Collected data
[Start of section]
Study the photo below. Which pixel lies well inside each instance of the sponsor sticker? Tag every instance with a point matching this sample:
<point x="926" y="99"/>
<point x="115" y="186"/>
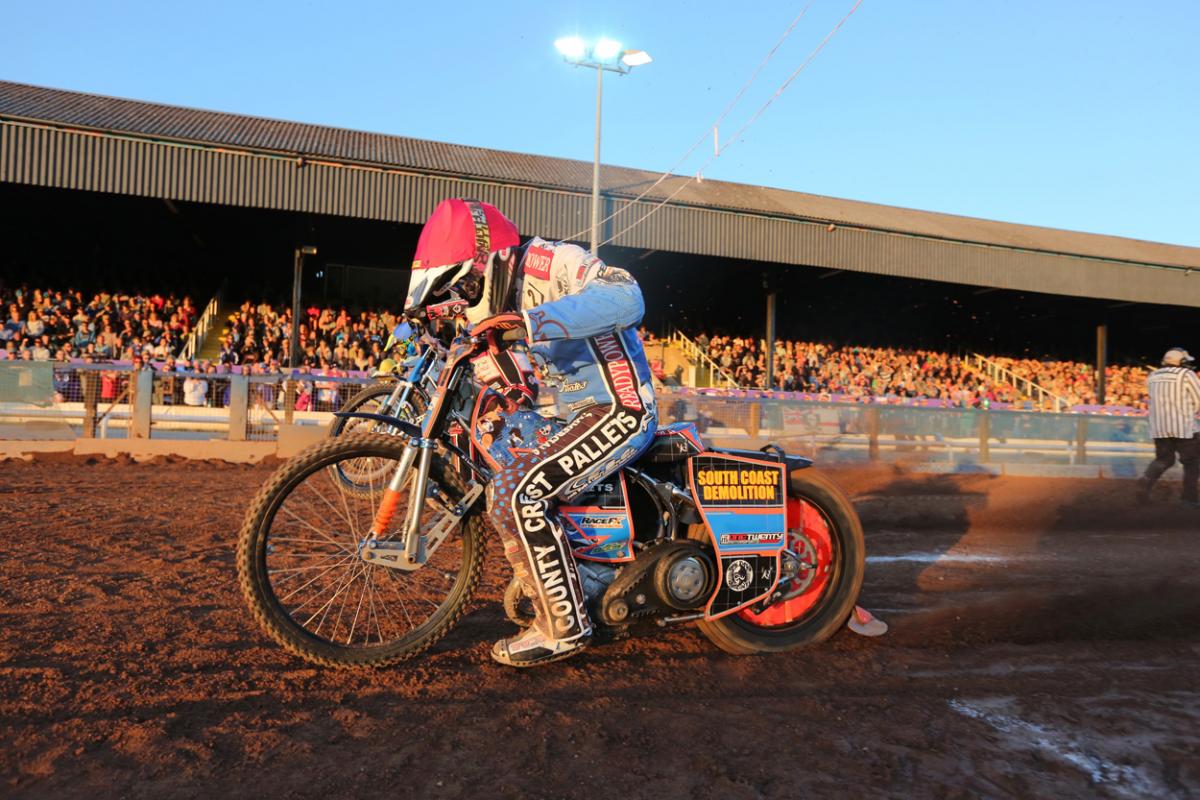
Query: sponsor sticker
<point x="750" y="539"/>
<point x="739" y="575"/>
<point x="739" y="485"/>
<point x="537" y="263"/>
<point x="621" y="372"/>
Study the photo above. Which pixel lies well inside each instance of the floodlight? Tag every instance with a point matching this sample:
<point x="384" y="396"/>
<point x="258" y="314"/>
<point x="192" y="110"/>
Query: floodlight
<point x="636" y="58"/>
<point x="606" y="49"/>
<point x="571" y="47"/>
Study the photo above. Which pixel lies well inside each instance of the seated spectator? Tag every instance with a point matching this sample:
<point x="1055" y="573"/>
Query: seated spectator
<point x="196" y="390"/>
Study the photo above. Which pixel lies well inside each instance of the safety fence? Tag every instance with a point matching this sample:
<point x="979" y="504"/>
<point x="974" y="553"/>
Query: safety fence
<point x="57" y="401"/>
<point x="879" y="432"/>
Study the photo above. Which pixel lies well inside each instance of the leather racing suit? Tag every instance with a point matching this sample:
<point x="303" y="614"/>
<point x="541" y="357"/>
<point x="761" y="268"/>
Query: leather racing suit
<point x="581" y="318"/>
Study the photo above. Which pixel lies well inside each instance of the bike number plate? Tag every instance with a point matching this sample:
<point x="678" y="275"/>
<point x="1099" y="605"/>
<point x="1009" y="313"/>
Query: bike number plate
<point x="744" y="505"/>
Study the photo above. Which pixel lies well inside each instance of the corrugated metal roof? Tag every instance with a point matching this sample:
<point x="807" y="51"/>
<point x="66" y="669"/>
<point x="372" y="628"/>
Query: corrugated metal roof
<point x="159" y="121"/>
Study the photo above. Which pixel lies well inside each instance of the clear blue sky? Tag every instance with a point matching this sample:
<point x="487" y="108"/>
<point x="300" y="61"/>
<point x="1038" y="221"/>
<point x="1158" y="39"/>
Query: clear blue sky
<point x="1080" y="114"/>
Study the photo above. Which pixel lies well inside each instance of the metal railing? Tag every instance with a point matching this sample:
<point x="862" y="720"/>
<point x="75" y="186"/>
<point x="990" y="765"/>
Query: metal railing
<point x="40" y="400"/>
<point x="717" y="374"/>
<point x="997" y="373"/>
<point x="853" y="432"/>
<point x="203" y="325"/>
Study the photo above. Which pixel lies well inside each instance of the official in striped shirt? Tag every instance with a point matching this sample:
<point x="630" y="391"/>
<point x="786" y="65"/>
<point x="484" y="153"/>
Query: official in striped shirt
<point x="1174" y="404"/>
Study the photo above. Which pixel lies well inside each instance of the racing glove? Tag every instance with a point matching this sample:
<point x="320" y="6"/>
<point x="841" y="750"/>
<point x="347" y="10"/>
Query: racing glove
<point x="509" y="326"/>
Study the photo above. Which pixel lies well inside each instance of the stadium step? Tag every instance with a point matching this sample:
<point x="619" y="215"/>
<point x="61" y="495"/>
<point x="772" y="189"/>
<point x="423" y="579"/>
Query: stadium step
<point x="211" y="346"/>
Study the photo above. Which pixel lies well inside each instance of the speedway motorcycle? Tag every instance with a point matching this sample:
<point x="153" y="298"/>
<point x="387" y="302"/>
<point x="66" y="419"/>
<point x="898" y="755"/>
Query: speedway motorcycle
<point x="400" y="386"/>
<point x="757" y="549"/>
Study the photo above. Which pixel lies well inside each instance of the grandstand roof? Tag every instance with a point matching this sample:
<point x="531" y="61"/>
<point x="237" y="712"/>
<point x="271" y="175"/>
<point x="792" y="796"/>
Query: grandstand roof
<point x="111" y="114"/>
<point x="69" y="139"/>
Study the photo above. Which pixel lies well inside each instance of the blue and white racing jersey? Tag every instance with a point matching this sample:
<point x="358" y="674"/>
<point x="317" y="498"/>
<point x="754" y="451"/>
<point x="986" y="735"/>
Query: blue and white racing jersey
<point x="582" y="319"/>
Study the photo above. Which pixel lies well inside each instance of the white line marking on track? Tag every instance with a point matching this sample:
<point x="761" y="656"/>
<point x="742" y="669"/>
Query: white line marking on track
<point x="1117" y="777"/>
<point x="947" y="558"/>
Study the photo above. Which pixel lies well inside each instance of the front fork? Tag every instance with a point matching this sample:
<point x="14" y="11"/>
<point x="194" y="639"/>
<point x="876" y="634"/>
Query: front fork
<point x="414" y="548"/>
<point x="419" y="451"/>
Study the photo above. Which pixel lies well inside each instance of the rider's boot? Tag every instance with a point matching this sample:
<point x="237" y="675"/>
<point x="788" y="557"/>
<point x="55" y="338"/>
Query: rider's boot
<point x="561" y="626"/>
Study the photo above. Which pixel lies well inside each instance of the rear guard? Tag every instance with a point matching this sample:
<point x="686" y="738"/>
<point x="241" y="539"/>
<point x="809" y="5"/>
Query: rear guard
<point x="598" y="523"/>
<point x="743" y="503"/>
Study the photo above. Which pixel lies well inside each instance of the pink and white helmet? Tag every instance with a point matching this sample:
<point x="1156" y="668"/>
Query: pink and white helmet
<point x="466" y="252"/>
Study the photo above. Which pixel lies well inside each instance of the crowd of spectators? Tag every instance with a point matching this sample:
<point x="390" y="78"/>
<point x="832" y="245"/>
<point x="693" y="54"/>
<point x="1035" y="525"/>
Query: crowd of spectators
<point x="857" y="372"/>
<point x="331" y="340"/>
<point x="149" y="330"/>
<point x="1075" y="382"/>
<point x="43" y="324"/>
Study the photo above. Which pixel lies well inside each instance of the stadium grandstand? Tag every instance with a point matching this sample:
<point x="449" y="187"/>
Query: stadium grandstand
<point x="139" y="230"/>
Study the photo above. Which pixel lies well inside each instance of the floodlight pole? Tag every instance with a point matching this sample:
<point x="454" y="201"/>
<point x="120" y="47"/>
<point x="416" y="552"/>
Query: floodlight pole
<point x="595" y="170"/>
<point x="600" y="67"/>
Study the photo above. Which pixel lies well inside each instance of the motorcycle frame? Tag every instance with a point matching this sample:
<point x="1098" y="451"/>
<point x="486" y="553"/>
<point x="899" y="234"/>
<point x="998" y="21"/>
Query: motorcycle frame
<point x="673" y="505"/>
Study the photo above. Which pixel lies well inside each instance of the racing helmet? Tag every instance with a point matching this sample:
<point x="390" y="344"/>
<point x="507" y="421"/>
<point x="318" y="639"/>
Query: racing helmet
<point x="466" y="256"/>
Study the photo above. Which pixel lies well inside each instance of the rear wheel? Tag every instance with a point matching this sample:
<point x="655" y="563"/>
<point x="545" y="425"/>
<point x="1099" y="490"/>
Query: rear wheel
<point x="825" y="559"/>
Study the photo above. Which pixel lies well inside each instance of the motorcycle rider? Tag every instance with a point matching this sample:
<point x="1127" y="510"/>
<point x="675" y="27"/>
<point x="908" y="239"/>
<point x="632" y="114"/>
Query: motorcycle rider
<point x="579" y="318"/>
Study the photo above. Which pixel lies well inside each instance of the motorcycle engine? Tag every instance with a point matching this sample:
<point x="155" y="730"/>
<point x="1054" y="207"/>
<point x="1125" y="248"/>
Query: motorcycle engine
<point x="671" y="577"/>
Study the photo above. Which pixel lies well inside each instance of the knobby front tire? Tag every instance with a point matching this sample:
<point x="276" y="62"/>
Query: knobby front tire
<point x="301" y="578"/>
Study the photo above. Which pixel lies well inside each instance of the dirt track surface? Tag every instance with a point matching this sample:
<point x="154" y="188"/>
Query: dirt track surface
<point x="1045" y="642"/>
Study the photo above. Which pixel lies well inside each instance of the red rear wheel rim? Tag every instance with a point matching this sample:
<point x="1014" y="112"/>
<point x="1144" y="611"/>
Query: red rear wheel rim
<point x="810" y="536"/>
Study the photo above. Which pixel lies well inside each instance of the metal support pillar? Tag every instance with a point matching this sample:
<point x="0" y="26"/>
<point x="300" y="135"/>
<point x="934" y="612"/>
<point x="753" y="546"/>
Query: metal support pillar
<point x="239" y="400"/>
<point x="90" y="383"/>
<point x="769" y="361"/>
<point x="297" y="277"/>
<point x="143" y="392"/>
<point x="595" y="170"/>
<point x="984" y="437"/>
<point x="873" y="433"/>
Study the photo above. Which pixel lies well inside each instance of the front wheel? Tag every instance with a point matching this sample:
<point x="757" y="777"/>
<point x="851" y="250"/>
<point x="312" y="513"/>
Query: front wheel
<point x="826" y="557"/>
<point x="301" y="576"/>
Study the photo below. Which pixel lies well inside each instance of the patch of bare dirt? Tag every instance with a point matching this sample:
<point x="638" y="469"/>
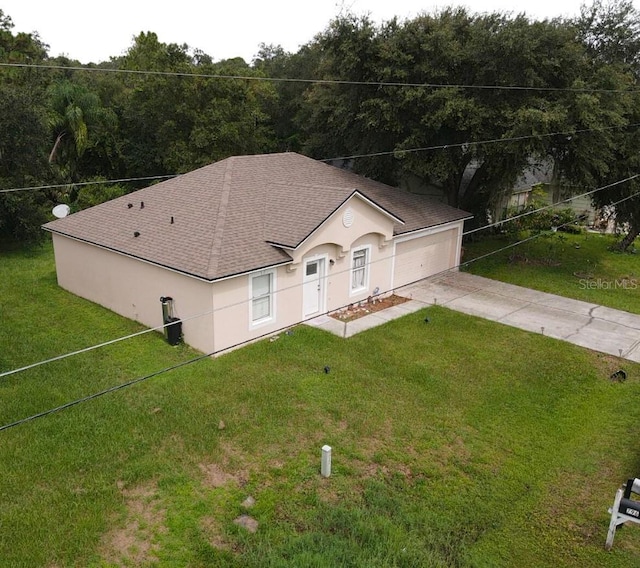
[End of section]
PROBLEM — Copy each line above that contains the string "below".

YOUR SOLUTION —
Study the photo below. Which pixel lies well inside each instance of the sponsor sticker? Tag every instance with a point matching this sample:
Study the photo below. Which pixel lies well inside each instance of the patch of bare dirt? Tag every instance with a point matching this sample:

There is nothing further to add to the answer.